*** Begin section ***
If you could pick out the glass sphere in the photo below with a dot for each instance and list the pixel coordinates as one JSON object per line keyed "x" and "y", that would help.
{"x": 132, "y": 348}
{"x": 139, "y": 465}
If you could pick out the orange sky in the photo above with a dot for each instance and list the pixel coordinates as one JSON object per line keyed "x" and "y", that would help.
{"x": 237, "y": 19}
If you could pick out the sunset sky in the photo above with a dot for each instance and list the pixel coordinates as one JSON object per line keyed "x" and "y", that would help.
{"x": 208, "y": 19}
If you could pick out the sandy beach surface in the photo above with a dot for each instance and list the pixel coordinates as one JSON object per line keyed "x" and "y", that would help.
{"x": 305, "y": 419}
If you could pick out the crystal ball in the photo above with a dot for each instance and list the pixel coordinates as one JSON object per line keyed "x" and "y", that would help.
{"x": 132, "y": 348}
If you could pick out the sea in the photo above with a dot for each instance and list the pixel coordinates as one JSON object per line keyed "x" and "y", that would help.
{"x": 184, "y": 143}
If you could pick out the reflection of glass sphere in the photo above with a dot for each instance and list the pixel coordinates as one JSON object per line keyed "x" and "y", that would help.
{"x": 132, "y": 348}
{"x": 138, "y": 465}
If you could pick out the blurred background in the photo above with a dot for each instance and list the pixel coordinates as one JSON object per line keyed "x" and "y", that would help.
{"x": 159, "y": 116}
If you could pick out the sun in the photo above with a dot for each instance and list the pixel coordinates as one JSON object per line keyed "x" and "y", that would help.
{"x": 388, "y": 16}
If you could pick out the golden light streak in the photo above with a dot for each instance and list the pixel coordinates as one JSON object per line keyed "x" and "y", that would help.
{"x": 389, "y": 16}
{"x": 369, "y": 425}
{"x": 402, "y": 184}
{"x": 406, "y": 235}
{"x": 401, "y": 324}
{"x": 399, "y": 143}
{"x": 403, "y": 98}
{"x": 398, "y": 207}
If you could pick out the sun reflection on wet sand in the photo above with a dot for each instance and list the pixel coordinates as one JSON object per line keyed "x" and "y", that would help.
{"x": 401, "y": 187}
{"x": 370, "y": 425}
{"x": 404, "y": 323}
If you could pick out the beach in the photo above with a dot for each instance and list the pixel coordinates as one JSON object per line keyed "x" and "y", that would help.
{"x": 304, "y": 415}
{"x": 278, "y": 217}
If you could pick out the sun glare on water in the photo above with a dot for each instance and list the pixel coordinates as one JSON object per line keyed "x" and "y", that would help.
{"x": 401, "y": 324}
*** End section ***
» Your assignment:
Print again each line of the listing above, exactly as it appears.

» Answer for the task:
If you could pick out the glass sphere in the photo below with a dot for each instance and list the pixel coordinates as one JSON object per line keyed "x" and "y", that would help.
{"x": 132, "y": 348}
{"x": 139, "y": 465}
If you could pick out the orange sky in the photo above with a dot for each instance and list the pixel coordinates as one JSON object per line keyed "x" and "y", that would help.
{"x": 237, "y": 19}
If you could pick out the sunset sky in the photo above with a dot for each instance and list the pixel coordinates as one JSON object per line keyed "x" and "y", that would help.
{"x": 208, "y": 19}
If you could pick out the sandy beach surface in the photo above with a dot for each instance and list the pixel coordinates as one JSON object per line keyed "x" and "y", that would help.
{"x": 305, "y": 419}
If you could pick out the crystal ball in the photo above with a dot for each instance and list the pixel coordinates as one JSON object per line keyed "x" and "y", that would help.
{"x": 132, "y": 348}
If you could pick out the sea in the photo above with a dot for each instance and list the pixel coordinates as one JSON object per line keyed "x" and "y", that would help.
{"x": 184, "y": 143}
If you could pick out the reflection of glass sphere in the photo above with a dot for each instance and list the pixel coordinates as one JSON object per line keyed "x" and "y", that would help.
{"x": 132, "y": 348}
{"x": 138, "y": 465}
If you could pick out the blurred background in the photo above with a dot for each instance and list the pixel coordinates as one JSON object per line keyed "x" and "y", that would help.
{"x": 159, "y": 116}
If you could pick out the sun in the photo above with a dot for each instance and list the pixel coordinates as one JSON object per line keyed "x" and "y", that would help.
{"x": 388, "y": 16}
If you could pick out the golden light streak in the photo above with a dot for each instance and list the pixel coordinates as one JSON object per line keyed "x" and "y", that would help.
{"x": 389, "y": 16}
{"x": 369, "y": 425}
{"x": 402, "y": 184}
{"x": 406, "y": 235}
{"x": 401, "y": 324}
{"x": 399, "y": 143}
{"x": 403, "y": 98}
{"x": 398, "y": 207}
If you could pick out the sun reflection on wet sand in the photo above with a dot for each instance and list the pixel coordinates as one JSON object per line keyed "x" and "y", that would help.
{"x": 401, "y": 187}
{"x": 370, "y": 425}
{"x": 404, "y": 323}
If you could pick out the beach in the photo above with a dot for each instance and list the pixel coordinates as one JSON object per line keyed "x" and "y", that would help.
{"x": 304, "y": 415}
{"x": 278, "y": 217}
If you could pick out the sun glare on water in the photo above with a dot for each instance and list the pixel coordinates as one JSON object per line keyed "x" and "y", that would help.
{"x": 401, "y": 324}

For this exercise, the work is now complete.